- **Excerpt provided**:
··········

There was an observed increase in the amount of opioid pills in initial prescriptions specifically for patients naive about opioids and who had never filled a prescription for between one and 31 days before surgery, the study says.

This cohort often is cited as one of the more vulnerable populations in the opioid epidemic, in that 5 percent to 10 percent become addicted with an initial prescription after a routine surgical procedure, according to previous research that is highlighted in the new study.

At the time of the DEA reclassification, health officials were aware that drug overdose death rates had been rising since 1999. In Michigan in 2013, there were 9.4 opioid overdose deaths per 100,000 people. In 2016, the rate rose to 18.5 opioid deaths per 100,000 people — 678 deaths from prescribed opioids, 727 deaths from heroin and 921 deaths from synthetic opioids like fentanyl.

Today’s opioid epidemic is vastly different: Preliminary data from 2017 show that nearly half of the more than 61,000 opioid deaths are attributable to fentanyl.

··········

- **Data**:
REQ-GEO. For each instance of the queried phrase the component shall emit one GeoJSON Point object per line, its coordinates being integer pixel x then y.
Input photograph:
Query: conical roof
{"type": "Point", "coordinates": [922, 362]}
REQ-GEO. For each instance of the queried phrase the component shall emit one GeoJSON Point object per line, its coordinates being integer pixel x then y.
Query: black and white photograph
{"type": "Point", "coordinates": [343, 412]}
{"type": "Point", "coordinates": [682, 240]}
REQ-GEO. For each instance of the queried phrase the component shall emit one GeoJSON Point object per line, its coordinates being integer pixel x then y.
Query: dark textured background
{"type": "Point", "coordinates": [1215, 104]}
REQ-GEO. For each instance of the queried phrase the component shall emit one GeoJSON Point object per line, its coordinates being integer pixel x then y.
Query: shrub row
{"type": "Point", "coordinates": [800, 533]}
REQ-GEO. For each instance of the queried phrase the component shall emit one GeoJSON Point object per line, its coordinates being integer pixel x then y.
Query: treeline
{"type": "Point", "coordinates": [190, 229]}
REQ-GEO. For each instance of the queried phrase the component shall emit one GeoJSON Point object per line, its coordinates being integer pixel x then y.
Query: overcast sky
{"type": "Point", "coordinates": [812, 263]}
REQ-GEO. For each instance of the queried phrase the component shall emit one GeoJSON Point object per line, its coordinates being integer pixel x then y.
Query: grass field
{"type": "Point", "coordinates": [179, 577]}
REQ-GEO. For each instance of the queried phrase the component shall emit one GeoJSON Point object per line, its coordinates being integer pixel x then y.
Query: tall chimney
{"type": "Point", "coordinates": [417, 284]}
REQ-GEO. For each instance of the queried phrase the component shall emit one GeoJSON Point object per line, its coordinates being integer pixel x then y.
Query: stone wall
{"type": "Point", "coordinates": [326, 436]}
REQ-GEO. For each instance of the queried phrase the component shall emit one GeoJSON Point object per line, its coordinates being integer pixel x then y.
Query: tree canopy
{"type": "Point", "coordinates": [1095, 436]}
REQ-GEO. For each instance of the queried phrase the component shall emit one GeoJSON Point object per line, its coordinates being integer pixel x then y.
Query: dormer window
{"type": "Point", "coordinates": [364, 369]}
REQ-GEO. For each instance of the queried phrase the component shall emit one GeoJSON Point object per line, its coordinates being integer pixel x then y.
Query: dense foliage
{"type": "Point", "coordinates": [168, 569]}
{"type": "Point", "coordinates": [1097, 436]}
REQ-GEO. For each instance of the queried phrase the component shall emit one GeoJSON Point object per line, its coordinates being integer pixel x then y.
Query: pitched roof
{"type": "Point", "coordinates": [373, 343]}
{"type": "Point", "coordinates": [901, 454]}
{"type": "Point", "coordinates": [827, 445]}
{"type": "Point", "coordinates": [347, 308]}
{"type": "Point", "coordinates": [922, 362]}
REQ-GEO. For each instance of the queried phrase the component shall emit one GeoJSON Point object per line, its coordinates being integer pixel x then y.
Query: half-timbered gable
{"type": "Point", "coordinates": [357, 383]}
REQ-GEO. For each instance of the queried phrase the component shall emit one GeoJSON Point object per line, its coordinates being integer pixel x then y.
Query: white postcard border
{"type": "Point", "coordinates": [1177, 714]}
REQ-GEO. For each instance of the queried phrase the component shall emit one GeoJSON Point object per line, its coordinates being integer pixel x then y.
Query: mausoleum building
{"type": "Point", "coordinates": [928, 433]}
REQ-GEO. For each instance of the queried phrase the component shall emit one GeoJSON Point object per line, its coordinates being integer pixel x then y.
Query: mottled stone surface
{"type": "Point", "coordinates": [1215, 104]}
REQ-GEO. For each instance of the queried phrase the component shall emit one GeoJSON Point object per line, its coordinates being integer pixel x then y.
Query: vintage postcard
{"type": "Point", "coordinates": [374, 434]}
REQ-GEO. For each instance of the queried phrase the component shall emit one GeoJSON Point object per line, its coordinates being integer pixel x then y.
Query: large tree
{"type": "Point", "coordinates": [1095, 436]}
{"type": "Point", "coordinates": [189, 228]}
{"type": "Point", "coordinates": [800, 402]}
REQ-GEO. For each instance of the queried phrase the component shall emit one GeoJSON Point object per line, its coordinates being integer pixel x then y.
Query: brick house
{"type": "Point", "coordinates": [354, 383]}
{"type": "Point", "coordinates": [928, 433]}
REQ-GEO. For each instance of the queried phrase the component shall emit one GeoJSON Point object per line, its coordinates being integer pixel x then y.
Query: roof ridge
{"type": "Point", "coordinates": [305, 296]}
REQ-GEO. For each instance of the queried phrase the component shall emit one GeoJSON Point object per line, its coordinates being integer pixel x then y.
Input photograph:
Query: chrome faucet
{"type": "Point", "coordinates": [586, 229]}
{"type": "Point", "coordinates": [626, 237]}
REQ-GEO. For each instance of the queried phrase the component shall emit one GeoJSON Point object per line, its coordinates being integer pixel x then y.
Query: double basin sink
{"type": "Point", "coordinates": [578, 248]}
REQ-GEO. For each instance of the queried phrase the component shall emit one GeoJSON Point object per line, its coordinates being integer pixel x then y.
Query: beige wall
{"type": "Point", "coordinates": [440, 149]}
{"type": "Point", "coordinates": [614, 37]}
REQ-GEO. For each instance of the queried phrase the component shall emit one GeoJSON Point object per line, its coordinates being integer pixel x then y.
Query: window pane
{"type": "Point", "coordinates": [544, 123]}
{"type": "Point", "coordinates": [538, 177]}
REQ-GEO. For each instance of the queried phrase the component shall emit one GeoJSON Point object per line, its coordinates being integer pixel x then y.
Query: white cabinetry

··········

- **Task goal**:
List every calendar year mentioned in the excerpt on opioid prescriptions and overdose deaths.

- **Result of the task**:
1999, 2013, 2016, 2017